• **Work instructions**:
Nothing but a number belongs in the answer: the count of lines below that contain the word "mountain".
***** Available data *****
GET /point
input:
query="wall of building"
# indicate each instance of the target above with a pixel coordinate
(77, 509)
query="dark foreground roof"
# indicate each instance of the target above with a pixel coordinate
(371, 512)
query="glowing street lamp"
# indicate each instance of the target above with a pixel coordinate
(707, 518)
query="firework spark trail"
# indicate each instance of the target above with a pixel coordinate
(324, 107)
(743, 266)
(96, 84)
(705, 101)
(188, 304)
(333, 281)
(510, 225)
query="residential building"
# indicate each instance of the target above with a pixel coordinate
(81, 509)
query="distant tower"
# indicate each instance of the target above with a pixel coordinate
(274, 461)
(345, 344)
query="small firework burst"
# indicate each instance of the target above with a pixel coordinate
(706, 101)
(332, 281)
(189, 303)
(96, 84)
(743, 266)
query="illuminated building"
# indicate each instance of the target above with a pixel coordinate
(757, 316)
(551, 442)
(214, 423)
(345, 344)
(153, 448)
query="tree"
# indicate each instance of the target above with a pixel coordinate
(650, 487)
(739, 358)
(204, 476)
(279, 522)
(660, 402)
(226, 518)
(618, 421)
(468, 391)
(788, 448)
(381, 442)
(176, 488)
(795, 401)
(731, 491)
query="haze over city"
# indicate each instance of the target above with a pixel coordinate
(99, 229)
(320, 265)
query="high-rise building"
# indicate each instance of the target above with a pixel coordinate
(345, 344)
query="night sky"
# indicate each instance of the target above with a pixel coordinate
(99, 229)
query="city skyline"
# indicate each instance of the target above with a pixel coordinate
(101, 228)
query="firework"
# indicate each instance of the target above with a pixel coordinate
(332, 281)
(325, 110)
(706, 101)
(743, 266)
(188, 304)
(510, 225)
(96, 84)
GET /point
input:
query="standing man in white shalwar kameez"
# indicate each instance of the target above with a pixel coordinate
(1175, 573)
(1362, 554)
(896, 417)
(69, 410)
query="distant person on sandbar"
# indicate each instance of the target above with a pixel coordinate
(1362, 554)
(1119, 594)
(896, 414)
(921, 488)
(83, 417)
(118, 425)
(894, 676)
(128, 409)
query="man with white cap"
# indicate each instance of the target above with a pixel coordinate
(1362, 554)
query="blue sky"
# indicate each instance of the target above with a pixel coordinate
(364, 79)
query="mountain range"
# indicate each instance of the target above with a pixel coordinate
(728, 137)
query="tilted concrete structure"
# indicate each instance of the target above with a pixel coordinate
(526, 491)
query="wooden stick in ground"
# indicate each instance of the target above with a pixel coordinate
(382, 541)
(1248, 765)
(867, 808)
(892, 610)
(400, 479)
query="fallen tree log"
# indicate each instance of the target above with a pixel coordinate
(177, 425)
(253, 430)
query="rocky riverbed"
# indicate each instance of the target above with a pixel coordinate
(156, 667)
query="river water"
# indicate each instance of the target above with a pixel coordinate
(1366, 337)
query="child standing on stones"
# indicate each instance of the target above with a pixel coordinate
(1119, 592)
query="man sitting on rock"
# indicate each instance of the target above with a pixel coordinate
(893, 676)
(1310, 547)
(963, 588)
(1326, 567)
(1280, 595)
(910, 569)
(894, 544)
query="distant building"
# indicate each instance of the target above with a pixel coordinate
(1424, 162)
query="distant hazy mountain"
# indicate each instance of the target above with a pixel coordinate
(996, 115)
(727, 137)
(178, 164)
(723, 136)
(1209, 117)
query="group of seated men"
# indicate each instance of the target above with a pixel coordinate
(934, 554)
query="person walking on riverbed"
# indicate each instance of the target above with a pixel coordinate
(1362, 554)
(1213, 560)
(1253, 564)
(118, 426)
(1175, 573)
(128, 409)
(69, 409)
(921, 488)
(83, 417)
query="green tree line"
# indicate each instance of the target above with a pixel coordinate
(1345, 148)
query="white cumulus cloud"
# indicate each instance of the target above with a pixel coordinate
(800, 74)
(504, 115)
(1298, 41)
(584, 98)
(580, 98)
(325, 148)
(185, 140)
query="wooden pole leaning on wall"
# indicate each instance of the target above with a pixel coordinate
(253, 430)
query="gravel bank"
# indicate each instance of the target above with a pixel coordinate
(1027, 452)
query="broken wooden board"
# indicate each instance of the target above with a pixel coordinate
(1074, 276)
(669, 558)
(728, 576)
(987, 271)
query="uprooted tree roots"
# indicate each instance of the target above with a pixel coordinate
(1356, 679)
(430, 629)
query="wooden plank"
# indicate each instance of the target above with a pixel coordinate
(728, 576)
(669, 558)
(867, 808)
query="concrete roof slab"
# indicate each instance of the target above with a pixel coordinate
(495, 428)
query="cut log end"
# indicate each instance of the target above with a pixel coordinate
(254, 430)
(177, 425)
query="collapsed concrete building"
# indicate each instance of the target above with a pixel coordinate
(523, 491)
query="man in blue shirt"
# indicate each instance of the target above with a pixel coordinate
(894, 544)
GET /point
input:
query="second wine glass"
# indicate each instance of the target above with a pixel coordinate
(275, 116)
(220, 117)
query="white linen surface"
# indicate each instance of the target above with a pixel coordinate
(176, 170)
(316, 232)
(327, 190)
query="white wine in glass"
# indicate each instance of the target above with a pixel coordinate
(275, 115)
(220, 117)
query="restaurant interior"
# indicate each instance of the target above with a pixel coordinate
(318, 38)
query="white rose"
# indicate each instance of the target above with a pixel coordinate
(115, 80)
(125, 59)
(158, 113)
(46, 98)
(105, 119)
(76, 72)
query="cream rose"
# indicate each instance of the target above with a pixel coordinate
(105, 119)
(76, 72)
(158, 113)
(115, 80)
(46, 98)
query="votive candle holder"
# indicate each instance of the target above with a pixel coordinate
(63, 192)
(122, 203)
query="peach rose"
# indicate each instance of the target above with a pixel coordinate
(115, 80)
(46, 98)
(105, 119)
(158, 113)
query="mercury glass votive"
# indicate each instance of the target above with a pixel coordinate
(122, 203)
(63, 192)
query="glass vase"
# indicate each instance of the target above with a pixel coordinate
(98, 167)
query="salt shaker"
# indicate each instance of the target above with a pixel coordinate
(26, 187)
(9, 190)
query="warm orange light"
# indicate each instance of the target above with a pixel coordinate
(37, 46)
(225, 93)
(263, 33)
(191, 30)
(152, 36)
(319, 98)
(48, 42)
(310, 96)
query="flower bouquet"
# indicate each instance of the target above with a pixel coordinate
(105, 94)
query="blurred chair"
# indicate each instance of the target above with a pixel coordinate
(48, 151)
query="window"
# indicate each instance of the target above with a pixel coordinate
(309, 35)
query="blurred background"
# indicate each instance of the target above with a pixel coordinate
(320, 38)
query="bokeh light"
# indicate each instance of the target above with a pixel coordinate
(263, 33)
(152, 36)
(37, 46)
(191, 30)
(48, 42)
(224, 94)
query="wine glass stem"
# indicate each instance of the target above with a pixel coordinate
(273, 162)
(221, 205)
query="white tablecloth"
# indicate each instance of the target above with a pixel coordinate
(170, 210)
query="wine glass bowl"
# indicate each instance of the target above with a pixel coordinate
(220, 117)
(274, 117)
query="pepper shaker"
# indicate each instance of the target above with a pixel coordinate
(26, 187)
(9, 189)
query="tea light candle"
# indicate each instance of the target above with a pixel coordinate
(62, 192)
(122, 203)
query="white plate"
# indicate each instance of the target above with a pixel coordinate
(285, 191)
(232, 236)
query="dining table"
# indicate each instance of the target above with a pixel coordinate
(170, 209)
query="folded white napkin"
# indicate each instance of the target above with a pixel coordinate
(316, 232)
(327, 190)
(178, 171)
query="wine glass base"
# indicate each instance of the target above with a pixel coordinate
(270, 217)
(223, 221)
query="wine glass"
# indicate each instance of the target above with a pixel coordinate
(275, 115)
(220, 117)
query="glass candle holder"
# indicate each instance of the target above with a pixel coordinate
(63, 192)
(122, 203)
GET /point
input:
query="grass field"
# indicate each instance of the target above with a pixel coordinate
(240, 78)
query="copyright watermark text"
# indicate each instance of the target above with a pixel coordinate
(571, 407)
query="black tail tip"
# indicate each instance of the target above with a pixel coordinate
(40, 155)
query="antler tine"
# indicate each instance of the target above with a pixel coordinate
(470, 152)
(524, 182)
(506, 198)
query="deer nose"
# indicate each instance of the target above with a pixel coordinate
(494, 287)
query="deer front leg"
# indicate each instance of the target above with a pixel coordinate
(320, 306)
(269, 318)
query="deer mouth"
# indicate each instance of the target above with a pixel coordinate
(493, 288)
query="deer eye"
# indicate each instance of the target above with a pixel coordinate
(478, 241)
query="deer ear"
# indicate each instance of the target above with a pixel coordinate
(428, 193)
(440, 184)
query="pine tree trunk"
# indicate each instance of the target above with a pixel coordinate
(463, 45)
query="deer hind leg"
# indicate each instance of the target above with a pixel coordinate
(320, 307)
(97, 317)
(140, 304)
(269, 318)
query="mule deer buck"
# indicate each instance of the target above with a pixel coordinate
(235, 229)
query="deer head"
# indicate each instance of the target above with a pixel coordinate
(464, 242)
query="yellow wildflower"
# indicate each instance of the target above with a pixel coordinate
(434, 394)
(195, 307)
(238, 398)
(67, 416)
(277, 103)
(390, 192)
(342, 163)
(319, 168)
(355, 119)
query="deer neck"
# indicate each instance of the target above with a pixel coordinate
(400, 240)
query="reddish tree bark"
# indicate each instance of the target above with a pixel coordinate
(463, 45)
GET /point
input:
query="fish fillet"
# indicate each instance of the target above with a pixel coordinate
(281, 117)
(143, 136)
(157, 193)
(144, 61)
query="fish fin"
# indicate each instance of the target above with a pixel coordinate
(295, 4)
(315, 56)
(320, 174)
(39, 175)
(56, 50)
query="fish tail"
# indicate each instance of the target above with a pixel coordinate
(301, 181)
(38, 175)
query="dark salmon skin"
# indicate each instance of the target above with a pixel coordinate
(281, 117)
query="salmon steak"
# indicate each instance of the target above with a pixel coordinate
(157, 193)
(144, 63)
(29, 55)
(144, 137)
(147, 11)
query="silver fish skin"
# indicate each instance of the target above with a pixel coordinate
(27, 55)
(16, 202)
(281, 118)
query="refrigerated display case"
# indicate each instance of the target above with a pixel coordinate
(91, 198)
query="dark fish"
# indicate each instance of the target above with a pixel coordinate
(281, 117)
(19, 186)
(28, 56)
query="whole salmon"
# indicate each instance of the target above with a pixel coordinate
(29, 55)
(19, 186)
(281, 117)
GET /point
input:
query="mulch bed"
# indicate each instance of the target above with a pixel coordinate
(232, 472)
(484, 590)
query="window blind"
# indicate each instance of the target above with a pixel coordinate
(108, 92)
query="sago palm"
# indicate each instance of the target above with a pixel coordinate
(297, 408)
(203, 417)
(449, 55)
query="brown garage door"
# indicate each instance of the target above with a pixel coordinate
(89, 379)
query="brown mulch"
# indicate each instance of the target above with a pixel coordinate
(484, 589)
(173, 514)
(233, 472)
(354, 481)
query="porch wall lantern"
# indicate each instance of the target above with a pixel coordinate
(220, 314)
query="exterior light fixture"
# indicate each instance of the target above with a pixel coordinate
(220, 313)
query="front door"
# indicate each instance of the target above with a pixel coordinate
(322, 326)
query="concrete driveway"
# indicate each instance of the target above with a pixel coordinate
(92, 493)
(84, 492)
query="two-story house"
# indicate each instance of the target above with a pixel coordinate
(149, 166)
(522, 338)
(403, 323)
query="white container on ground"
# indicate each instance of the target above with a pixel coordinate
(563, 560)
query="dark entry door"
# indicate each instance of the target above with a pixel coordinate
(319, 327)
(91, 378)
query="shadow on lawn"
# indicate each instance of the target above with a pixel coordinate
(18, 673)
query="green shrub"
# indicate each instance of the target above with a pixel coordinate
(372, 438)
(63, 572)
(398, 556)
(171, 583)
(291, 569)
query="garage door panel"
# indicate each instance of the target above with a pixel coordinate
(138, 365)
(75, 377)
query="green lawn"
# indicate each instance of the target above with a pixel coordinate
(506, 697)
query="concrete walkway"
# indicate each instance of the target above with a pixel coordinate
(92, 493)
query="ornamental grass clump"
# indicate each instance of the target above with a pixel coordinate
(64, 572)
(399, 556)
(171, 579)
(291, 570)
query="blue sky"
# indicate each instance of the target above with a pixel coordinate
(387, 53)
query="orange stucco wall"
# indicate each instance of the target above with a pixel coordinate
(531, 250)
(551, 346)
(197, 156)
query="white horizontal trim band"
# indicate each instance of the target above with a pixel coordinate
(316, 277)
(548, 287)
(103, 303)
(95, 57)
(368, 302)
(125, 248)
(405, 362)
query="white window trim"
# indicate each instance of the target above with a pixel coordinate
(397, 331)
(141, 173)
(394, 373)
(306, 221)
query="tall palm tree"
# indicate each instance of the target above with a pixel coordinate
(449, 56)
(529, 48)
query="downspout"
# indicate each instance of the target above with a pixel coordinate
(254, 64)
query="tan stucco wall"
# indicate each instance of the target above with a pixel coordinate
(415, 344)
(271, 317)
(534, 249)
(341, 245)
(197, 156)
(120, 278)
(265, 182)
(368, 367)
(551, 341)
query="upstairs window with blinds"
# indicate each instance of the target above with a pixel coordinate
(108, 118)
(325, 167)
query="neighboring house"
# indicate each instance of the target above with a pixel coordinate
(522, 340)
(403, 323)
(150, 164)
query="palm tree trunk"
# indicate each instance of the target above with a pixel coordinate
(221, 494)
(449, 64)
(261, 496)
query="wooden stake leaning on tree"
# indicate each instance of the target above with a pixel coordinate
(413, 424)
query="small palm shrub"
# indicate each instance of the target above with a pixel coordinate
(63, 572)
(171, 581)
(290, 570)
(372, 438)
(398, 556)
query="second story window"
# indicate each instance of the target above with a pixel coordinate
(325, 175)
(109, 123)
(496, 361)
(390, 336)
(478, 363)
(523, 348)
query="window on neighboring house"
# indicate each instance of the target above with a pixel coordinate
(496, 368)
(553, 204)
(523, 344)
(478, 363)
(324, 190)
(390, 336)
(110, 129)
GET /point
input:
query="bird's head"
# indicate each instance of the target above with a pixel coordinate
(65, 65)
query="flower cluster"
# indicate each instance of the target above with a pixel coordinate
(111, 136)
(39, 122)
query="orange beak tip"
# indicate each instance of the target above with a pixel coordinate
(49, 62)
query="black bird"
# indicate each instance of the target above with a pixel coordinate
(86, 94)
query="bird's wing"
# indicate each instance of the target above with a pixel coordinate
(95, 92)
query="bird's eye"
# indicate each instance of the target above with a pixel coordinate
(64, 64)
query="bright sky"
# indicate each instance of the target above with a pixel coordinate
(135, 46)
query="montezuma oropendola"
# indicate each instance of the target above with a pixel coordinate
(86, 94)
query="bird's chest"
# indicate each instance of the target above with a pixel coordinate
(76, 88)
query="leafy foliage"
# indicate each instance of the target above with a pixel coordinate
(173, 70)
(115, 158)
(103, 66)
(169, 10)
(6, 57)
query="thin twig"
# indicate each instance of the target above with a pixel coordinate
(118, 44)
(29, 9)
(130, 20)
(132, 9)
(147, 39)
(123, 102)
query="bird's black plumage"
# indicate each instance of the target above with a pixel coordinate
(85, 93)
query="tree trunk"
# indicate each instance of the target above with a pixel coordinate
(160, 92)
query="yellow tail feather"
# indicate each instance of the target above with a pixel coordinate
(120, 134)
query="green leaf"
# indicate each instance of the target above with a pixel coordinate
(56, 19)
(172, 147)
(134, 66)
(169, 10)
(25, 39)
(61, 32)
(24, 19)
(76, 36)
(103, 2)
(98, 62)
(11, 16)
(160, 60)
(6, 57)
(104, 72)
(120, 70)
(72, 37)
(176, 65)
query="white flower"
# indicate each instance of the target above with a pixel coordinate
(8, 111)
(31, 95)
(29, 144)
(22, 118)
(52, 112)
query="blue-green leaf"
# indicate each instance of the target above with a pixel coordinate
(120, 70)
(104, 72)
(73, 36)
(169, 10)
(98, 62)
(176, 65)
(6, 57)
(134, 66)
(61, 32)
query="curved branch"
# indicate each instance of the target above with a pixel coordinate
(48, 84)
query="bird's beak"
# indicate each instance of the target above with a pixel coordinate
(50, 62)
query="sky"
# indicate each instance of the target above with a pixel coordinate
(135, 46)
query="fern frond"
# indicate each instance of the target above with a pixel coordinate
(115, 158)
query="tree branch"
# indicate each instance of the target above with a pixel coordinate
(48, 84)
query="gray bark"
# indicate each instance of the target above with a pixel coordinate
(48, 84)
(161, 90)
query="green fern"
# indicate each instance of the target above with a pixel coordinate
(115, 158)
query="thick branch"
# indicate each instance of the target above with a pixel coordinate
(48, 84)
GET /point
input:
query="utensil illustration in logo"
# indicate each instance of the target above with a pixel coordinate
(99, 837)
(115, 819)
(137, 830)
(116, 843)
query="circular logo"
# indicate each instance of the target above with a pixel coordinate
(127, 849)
*****
• **Written answer**:
2